◆ **Task directions**:
Extract every line of the data below that contains the word "background", and copy each one unchanged.
** START OF Given entries **
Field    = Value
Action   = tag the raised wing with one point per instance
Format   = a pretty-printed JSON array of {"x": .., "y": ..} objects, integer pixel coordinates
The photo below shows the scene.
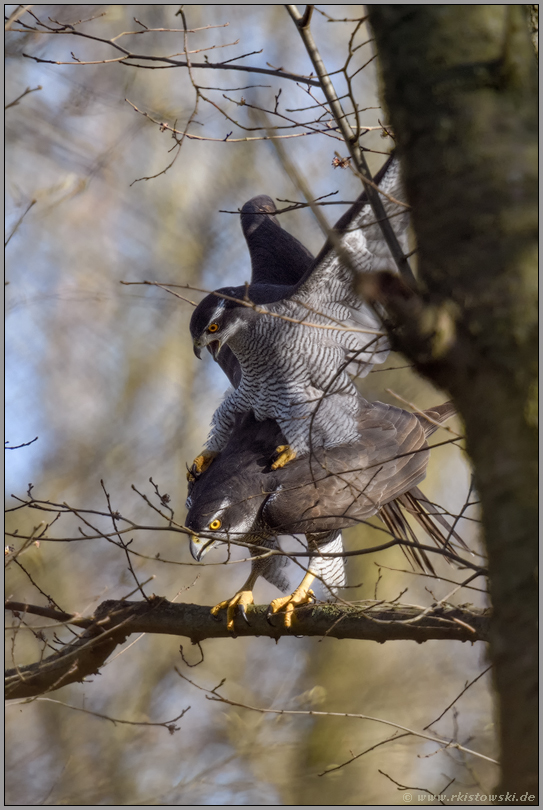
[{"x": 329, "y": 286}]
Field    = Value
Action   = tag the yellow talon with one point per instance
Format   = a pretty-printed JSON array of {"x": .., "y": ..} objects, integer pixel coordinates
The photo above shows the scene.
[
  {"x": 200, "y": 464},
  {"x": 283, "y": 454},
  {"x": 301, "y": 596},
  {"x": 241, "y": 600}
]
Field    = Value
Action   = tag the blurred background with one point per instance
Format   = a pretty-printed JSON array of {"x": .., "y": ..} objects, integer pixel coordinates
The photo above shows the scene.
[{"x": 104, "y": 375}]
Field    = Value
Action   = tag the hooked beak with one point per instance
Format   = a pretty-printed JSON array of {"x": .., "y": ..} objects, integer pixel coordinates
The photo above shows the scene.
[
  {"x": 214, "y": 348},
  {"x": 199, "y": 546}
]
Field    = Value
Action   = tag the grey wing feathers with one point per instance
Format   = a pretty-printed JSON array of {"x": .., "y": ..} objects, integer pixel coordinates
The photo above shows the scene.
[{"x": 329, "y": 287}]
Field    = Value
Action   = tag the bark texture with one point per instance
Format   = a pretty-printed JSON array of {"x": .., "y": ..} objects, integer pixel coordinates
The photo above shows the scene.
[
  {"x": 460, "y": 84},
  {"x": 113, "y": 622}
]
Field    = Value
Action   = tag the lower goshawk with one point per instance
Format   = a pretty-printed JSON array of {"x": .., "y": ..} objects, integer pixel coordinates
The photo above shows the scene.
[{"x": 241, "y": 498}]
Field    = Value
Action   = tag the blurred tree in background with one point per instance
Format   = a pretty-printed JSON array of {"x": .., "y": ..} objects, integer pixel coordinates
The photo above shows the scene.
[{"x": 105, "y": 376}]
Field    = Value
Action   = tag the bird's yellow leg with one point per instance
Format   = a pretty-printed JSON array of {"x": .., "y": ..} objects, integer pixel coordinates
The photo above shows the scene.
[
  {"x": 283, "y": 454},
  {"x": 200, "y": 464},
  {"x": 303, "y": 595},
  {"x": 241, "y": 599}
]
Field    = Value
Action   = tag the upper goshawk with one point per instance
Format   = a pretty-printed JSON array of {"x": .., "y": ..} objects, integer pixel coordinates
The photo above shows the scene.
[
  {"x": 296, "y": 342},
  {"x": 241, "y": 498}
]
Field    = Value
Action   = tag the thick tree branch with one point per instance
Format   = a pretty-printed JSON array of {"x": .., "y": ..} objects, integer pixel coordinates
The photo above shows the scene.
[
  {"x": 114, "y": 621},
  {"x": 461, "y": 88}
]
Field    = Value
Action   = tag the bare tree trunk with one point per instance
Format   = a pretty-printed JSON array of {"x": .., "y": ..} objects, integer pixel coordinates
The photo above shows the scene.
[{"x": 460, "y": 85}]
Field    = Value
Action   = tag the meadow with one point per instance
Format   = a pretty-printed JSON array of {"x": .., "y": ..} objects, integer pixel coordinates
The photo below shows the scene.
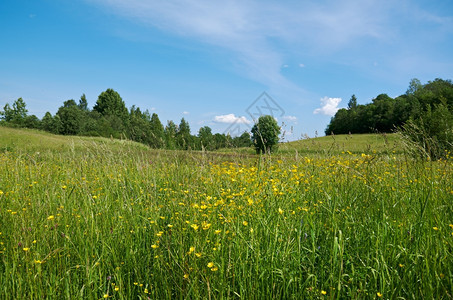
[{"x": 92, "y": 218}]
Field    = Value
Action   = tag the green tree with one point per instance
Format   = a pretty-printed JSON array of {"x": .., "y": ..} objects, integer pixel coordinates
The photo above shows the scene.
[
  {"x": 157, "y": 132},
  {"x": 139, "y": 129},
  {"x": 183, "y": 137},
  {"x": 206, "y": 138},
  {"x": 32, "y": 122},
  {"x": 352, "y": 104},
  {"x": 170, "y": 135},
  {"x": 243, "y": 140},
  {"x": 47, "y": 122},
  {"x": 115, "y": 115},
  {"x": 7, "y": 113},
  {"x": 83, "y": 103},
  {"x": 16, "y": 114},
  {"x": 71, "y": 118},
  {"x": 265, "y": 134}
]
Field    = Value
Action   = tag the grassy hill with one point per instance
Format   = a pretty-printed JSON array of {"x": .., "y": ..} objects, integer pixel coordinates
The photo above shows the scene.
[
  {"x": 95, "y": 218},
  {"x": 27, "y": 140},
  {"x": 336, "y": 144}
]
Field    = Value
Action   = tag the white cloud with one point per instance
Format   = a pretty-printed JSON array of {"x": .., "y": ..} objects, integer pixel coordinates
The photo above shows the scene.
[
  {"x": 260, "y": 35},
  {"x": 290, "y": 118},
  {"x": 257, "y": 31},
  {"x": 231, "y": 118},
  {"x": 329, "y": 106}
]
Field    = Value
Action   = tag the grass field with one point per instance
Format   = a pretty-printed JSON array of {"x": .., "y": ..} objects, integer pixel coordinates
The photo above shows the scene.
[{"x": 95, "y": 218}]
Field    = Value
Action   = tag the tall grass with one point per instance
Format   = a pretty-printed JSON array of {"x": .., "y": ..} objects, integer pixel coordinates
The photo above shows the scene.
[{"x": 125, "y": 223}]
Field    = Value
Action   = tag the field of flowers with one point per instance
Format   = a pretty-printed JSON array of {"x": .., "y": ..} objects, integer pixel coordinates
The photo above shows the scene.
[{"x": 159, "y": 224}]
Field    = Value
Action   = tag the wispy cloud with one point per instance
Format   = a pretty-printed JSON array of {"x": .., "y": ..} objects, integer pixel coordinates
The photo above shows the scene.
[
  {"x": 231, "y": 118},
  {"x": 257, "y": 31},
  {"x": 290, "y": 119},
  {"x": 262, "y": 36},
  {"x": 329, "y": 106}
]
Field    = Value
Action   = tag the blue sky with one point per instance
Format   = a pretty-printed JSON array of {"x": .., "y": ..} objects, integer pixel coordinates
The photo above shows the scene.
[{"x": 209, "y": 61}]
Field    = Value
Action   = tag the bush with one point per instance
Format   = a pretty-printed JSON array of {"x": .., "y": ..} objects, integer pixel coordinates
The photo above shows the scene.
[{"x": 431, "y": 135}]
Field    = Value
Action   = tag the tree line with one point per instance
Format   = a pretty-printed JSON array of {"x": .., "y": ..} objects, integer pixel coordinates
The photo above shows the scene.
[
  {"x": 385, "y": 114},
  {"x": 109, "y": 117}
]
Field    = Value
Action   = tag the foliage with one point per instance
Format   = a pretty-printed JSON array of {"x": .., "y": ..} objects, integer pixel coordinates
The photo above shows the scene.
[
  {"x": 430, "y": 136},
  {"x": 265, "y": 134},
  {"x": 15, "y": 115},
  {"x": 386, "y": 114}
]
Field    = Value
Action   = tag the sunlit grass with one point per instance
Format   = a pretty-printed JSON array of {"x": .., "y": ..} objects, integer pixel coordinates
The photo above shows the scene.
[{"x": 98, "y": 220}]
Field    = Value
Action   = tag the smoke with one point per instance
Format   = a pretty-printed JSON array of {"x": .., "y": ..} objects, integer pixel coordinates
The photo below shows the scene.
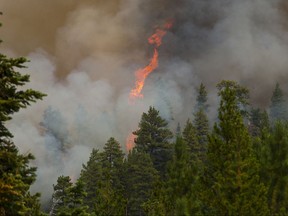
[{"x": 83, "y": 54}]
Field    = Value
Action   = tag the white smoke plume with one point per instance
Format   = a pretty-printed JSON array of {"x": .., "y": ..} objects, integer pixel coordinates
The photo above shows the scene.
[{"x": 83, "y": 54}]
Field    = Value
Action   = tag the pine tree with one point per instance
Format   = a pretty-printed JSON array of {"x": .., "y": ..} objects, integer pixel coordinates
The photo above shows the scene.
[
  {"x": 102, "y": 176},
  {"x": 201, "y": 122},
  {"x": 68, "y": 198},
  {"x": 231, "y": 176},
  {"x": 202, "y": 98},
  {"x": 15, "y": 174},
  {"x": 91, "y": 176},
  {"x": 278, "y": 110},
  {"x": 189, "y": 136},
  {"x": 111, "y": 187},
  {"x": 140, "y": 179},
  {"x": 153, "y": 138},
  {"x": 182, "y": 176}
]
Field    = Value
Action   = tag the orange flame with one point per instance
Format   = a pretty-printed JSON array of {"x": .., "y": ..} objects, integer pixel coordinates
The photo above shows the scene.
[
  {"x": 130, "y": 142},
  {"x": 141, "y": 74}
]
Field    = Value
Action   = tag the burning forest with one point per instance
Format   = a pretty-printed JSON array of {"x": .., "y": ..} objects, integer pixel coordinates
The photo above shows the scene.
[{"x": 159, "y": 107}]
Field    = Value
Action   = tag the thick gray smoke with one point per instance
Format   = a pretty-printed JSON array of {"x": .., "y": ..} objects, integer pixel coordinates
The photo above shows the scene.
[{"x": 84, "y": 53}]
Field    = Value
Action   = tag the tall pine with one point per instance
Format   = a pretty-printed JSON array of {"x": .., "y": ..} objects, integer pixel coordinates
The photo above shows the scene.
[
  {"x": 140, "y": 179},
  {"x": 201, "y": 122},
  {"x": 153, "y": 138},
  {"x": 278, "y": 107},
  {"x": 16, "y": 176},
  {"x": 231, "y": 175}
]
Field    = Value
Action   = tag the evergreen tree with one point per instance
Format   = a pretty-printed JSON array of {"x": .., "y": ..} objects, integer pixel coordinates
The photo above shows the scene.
** END OF Given entries **
◆ **Exercise response**:
Action   = tag the blurred background with one point per instance
Action   = tag the blurred tree in background with one point per instance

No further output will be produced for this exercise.